» Stated task:
Write out all of the items below line for line with no changes, omitting the pictures.

━━━

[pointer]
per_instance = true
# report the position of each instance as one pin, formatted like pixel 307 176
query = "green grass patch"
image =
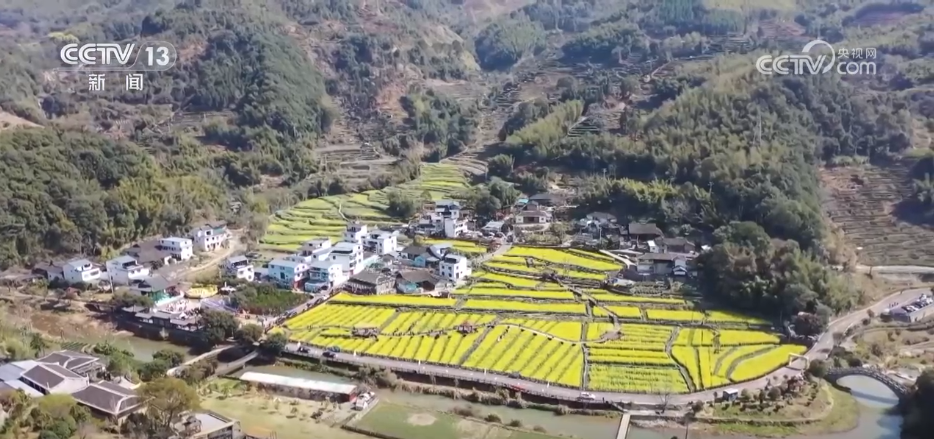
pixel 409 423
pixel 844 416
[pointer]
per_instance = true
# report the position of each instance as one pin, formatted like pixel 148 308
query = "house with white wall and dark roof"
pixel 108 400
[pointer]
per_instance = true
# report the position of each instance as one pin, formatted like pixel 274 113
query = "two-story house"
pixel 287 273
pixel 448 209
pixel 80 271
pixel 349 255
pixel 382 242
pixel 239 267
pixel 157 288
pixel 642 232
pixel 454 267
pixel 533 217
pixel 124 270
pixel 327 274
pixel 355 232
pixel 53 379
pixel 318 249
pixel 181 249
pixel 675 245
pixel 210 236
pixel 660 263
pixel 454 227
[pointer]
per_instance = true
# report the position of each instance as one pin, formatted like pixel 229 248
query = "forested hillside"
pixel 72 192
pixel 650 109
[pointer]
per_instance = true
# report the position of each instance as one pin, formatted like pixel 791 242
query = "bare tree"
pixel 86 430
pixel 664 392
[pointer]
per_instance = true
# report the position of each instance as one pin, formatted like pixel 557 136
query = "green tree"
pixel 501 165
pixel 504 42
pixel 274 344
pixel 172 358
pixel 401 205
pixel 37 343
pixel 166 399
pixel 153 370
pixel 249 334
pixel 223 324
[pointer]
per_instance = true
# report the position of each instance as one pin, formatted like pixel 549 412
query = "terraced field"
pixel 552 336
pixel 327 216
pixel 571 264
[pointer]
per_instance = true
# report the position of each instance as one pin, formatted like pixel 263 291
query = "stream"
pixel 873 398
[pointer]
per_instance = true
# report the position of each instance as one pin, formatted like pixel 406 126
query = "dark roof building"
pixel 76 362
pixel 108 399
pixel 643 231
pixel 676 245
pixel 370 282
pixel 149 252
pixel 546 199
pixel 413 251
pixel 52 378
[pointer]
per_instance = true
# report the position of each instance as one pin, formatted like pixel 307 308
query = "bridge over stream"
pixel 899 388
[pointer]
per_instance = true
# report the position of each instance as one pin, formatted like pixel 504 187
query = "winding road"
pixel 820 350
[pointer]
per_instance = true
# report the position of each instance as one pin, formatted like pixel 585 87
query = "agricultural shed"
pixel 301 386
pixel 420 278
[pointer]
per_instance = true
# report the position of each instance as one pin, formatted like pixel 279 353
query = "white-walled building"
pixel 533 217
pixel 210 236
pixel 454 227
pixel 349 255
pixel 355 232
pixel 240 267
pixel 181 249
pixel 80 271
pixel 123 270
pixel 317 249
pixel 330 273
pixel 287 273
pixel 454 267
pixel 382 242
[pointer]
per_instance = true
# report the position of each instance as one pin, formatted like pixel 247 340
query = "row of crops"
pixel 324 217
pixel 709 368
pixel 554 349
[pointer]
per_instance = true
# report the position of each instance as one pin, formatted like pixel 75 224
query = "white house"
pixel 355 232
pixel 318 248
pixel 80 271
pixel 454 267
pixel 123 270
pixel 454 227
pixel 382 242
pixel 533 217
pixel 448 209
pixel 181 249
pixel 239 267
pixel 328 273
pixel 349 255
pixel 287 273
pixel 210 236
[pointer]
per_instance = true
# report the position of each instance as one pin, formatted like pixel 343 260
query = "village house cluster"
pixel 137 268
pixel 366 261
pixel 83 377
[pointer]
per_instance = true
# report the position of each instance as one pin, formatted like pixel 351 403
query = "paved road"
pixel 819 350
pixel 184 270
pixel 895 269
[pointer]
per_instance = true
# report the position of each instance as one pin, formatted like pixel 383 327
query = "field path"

━━━

» The solution:
[pointer]
per_instance = true
# report the position of each instance as one pin, formatted like pixel 307 176
query = "green grass patch"
image =
pixel 409 423
pixel 844 416
[pointer]
per_instance = true
# report the position of each instance as one pin, formatted like pixel 148 308
query = "house with white wall and dark roof"
pixel 108 400
[pointer]
per_instance = true
# report the position of each instance as one pin, formatted like pixel 274 113
query = "two-story house"
pixel 287 273
pixel 448 209
pixel 80 271
pixel 349 255
pixel 382 242
pixel 239 267
pixel 157 288
pixel 642 232
pixel 454 267
pixel 533 217
pixel 124 270
pixel 327 274
pixel 355 232
pixel 53 379
pixel 318 249
pixel 181 249
pixel 675 245
pixel 210 236
pixel 660 263
pixel 454 227
[pointer]
per_instance = true
# report the position of each instance as one pin, formatted like pixel 229 248
query = "forested hillside"
pixel 72 192
pixel 650 109
[pointer]
per_instance = true
# report the position of each instance as one pin, formatted like pixel 791 242
query = "bare tree"
pixel 86 430
pixel 664 392
[pointer]
per_instance = true
# report the position of each instance as one pin, formatted like pixel 557 136
query = "green tree"
pixel 501 165
pixel 504 42
pixel 274 344
pixel 172 358
pixel 401 205
pixel 37 343
pixel 166 399
pixel 153 370
pixel 249 334
pixel 223 324
[pointer]
per_instance = true
# report the position of each instance as one pin, formatted like pixel 549 412
query = "terraced field"
pixel 552 336
pixel 327 216
pixel 571 264
[pointer]
per_instance = true
# report the position of each instance as one pin, formatted like pixel 263 291
query = "stream"
pixel 873 398
[pointer]
per_instance = true
# report the position of each instance as one pin, formatted like pixel 406 126
query = "dark roof building"
pixel 76 362
pixel 108 399
pixel 643 231
pixel 676 245
pixel 370 282
pixel 149 252
pixel 546 199
pixel 413 251
pixel 52 378
[pointer]
per_instance = true
# report the position of each instance as one pin, formatted like pixel 307 308
query = "bridge over stream"
pixel 899 388
[pointer]
per_instance = true
# report the position of each instance as one pin, formatted like pixel 504 187
query = "winding road"
pixel 820 350
[pointer]
per_instance = true
# report the position of each instance as one pin, formatted like pixel 585 87
query = "agricultural shed"
pixel 301 386
pixel 420 278
[pointer]
per_instance = true
# report the position of each instance as one pin, formatted like pixel 279 353
query = "white-walled building"
pixel 533 217
pixel 210 236
pixel 454 227
pixel 349 255
pixel 355 232
pixel 240 267
pixel 181 249
pixel 80 271
pixel 123 270
pixel 317 249
pixel 330 273
pixel 287 273
pixel 454 267
pixel 382 242
[pointer]
per_instance = true
# report the position of each instance as one pin, formatted like pixel 247 340
query = "row of crops"
pixel 324 217
pixel 709 368
pixel 554 349
[pointer]
per_instance = true
# report the position of each instance as one pin, formatted like pixel 75 224
query = "white house"
pixel 355 232
pixel 318 248
pixel 80 271
pixel 454 267
pixel 123 270
pixel 454 227
pixel 382 242
pixel 533 217
pixel 448 209
pixel 181 249
pixel 239 267
pixel 328 273
pixel 349 255
pixel 287 273
pixel 210 236
[pointer]
per_instance = true
# report the position of each instance as one pin, formatted like pixel 343 260
query = "village house cluster"
pixel 137 268
pixel 366 261
pixel 83 377
[pointer]
per_instance = true
# report the position of each instance as one pin, formatted like pixel 351 403
query = "paved road"
pixel 819 350
pixel 184 270
pixel 895 269
[pointer]
per_instance = true
# report the position of each instance as one pin, formatted like pixel 383 327
query = "field path"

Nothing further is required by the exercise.